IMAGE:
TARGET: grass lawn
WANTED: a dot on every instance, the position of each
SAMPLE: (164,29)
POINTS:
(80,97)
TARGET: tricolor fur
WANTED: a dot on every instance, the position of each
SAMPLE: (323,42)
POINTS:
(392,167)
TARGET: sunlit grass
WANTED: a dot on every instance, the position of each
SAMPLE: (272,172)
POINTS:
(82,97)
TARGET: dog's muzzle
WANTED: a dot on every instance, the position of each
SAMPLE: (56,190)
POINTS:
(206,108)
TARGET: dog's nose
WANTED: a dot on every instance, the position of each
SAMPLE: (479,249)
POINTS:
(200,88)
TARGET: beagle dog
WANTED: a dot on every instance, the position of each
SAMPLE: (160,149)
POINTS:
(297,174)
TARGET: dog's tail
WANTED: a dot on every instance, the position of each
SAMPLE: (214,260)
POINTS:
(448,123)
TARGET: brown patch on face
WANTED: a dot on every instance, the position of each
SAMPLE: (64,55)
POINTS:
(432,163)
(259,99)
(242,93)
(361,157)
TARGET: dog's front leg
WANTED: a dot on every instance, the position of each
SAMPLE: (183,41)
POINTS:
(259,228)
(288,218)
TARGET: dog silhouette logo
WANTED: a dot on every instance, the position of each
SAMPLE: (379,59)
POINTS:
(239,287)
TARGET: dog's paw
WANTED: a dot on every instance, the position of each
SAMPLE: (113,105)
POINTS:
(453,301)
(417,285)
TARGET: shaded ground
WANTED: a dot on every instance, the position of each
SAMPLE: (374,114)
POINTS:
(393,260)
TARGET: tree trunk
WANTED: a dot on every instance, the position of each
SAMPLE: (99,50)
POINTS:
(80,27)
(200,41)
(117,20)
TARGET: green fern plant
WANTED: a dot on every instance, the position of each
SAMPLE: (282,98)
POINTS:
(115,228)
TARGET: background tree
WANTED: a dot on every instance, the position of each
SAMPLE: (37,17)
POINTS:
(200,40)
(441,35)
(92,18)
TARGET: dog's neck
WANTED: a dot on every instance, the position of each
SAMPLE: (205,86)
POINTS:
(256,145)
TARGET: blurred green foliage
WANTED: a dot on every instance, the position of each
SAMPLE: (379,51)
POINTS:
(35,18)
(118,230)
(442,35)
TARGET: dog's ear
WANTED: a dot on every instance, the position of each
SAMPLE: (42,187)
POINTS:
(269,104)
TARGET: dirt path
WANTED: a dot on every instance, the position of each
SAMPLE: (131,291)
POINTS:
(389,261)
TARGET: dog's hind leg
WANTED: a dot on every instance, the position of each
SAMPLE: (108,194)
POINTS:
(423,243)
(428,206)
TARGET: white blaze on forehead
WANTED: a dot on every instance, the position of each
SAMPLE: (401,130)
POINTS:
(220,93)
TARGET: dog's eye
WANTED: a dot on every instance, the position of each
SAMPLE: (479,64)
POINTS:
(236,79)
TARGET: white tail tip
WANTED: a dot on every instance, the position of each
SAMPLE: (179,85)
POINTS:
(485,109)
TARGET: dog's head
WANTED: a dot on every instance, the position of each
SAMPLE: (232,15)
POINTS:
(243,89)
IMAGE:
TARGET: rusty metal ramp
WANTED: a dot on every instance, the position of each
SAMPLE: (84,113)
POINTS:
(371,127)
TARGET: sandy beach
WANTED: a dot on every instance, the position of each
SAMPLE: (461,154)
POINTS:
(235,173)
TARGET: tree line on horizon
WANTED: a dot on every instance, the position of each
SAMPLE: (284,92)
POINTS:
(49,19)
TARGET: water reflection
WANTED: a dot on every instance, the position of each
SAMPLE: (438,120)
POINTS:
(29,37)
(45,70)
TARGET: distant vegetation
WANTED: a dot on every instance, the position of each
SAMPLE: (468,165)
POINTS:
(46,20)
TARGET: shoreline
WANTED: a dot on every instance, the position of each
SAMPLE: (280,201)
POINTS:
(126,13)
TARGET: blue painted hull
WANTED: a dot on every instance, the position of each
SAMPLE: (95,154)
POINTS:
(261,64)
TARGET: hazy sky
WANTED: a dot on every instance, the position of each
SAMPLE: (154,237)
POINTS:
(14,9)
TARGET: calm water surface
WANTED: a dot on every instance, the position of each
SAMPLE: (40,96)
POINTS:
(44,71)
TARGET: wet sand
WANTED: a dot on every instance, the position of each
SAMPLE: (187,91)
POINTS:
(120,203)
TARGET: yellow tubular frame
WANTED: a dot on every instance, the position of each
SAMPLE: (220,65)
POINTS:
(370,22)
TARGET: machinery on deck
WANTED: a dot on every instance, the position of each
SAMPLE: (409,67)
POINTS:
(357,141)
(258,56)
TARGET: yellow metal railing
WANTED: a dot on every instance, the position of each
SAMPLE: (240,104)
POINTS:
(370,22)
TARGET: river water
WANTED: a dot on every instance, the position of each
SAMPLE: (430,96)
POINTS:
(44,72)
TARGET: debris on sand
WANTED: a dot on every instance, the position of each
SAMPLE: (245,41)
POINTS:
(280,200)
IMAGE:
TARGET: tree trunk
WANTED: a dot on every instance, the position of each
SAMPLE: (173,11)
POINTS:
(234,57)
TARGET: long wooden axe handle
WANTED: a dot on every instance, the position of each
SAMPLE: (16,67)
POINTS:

# Requirement:
Starting with the line with "TARGET: wet sand" and going on through the end of the records, write those lines out again with "railing" replaced by "handrail" and everything else left unchanged.

# Response below:
TARGET: wet sand
WANTED: a dot on every instance, the position of each
SAMPLE: (187,91)
POINTS:
(120,203)
TARGET: yellow tubular frame
WANTED: a dot on every instance, the position of each
SAMPLE: (220,65)
POINTS:
(370,22)
TARGET: machinery on deck
WANTED: a dot on every instance, the position of each
SAMPLE: (409,67)
POINTS:
(357,141)
(258,56)
TARGET: yellow metal handrail
WANTED: a dot on every instance, the position of each
SAMPLE: (240,104)
POINTS:
(370,22)
TARGET: river water
WANTED: a dot on every instance, the position of each
SAMPLE: (430,96)
POINTS:
(44,72)
TARGET: debris on sand
WANTED: a dot on every instance, the position of each
SAMPLE: (245,41)
POINTS:
(280,200)
IMAGE:
TARGET: tree trunk
WANTED: a dot on every instance, the position of each
SAMPLE: (173,11)
POINTS:
(234,57)
TARGET: long wooden axe handle
WANTED: a dot on every instance, the position of each
SAMPLE: (16,67)
POINTS:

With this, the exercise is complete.